***** Material to process

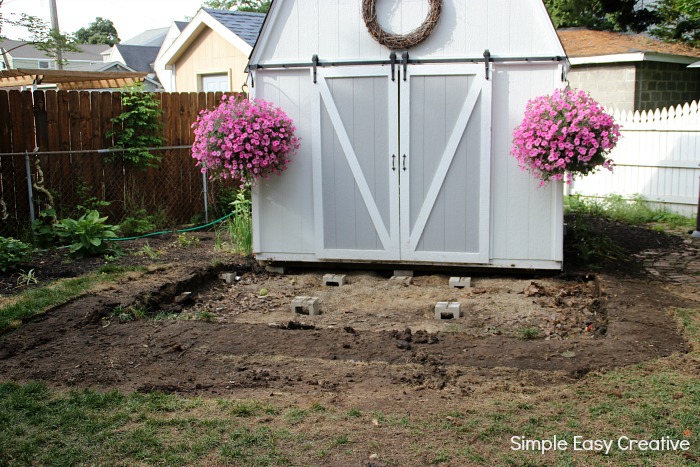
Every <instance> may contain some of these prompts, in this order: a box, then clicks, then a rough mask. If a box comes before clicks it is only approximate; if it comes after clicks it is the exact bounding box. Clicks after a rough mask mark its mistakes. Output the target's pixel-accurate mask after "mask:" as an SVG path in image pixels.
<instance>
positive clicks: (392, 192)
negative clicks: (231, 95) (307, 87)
mask: <svg viewBox="0 0 700 467" xmlns="http://www.w3.org/2000/svg"><path fill="white" fill-rule="evenodd" d="M310 71H311V74H312V75H313V73H314V72H313V70H310ZM334 78H337V79H343V78H386V83H387V84H386V92H387V104H388V108H387V112H388V119H387V121H388V128H387V129H386V137H387V141H388V153H387V154H386V155H385V164H386V167H387V168H388V169H389V170H388V177H387V180H386V183H388V185H389V193H396V194H398V190H399V180H398V176H399V174H398V170H391V169H392V167H391V164H392V158H391V155H392V154H393V155H396V157H398V144H399V143H398V119H397V118H391V117H392V116H394V115H395V114H396V110H393V111H392V109H397V108H398V105H399V103H398V92H397V91H396V86H397V84H396V83H395V82H392V80H391V76H390V69H389V67H383V66H367V67H357V66H347V67H333V68H321V69H318V70H317V72H316V80H317V84H316V87H317V89H318V91H317V92H316V93H314V95H315V99H316V102H315V103H314V108H315V109H316V110H317V111H316V112H314V115H313V119H314V122H313V151H312V152H313V167H314V169H313V170H314V173H313V180H314V213H315V214H314V219H315V226H314V227H315V233H316V256H317V257H318V258H319V259H358V260H385V261H398V260H400V259H401V258H400V251H399V247H400V238H399V235H400V232H399V197H398V195H397V196H390V197H389V222H388V225H387V223H385V222H384V220H383V219H382V216H381V214H380V212H379V209H378V208H377V203H376V200H374V198H373V196H372V193H371V190H370V188H369V186H368V184H367V180H366V177H365V174H364V173H363V172H362V169H361V167H360V163H359V162H358V158H357V155H356V154H355V152H354V149H353V147H352V143H351V141H350V139H349V137H348V135H347V132H346V131H345V128H344V127H343V123H342V119H341V117H340V113H339V111H338V108H337V107H336V103H335V102H334V100H333V95H332V93H331V90H330V88H329V86H328V83H327V81H328V80H332V79H334ZM324 112H327V113H328V116H329V118H330V121H331V123H332V125H333V129H334V131H335V135H336V137H337V138H338V141H339V142H340V145H341V147H342V150H343V153H344V156H345V160H346V161H347V163H348V165H349V167H350V170H351V171H352V176H353V178H354V183H355V184H356V186H357V189H358V191H359V192H360V194H361V196H362V200H363V201H364V204H365V206H366V208H367V210H368V212H369V216H370V218H371V220H372V224H373V226H374V229H375V232H376V234H377V236H378V237H379V239H380V241H381V244H382V249H371V250H369V249H354V248H348V249H333V248H326V246H325V222H324V205H323V203H324V199H323V186H324V185H323V184H324V178H323V148H322V132H321V128H322V124H321V119H322V114H323V113H324ZM341 214H342V213H341Z"/></svg>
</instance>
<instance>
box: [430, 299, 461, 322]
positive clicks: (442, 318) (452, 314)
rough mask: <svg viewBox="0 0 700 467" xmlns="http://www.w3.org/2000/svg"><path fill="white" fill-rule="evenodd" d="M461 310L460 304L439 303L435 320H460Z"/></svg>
mask: <svg viewBox="0 0 700 467" xmlns="http://www.w3.org/2000/svg"><path fill="white" fill-rule="evenodd" d="M461 308H462V306H461V305H460V303H459V302H437V304H435V319H459V316H460V310H461Z"/></svg>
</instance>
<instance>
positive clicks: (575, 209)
mask: <svg viewBox="0 0 700 467" xmlns="http://www.w3.org/2000/svg"><path fill="white" fill-rule="evenodd" d="M564 207H565V209H566V213H567V214H585V215H590V216H596V217H603V218H606V219H610V220H613V221H617V222H624V223H625V224H630V225H642V224H649V223H662V224H665V225H667V226H669V227H670V228H672V229H674V228H677V227H692V226H693V225H694V220H693V219H691V218H690V217H686V216H683V215H680V214H676V213H673V212H670V211H668V210H666V209H663V208H661V209H659V208H655V207H654V206H653V205H652V204H651V203H650V202H649V201H648V200H646V199H645V198H644V197H643V196H641V195H634V196H632V197H631V198H629V199H627V198H624V197H623V196H621V195H615V194H613V195H608V196H606V197H604V198H589V197H583V196H581V195H578V194H577V195H570V196H567V197H565V198H564Z"/></svg>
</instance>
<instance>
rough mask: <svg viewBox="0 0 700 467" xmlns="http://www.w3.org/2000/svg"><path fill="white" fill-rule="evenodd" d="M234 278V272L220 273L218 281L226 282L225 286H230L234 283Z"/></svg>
mask: <svg viewBox="0 0 700 467" xmlns="http://www.w3.org/2000/svg"><path fill="white" fill-rule="evenodd" d="M236 276H237V274H236V273H235V272H222V273H221V274H219V279H221V280H222V281H224V282H226V284H227V285H231V284H233V283H234V282H236Z"/></svg>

**********

What is needed is an exact copy of each line from the top of the data above through the line containing "positive clicks: (392, 192)", with no pictures.

#### Response for this exercise
Every <instance> may contain some of these prompts, in this order: a box, then clicks, then a rough mask. If a box comes before clicks it is only approximate; if it comes after clicks it is the exact bounding box. Clicks after a rough mask mark its mistakes. Output the target's pixel-accurate mask after "mask:" as an SVG path in image pixels.
<instance>
positive clicks: (392, 192)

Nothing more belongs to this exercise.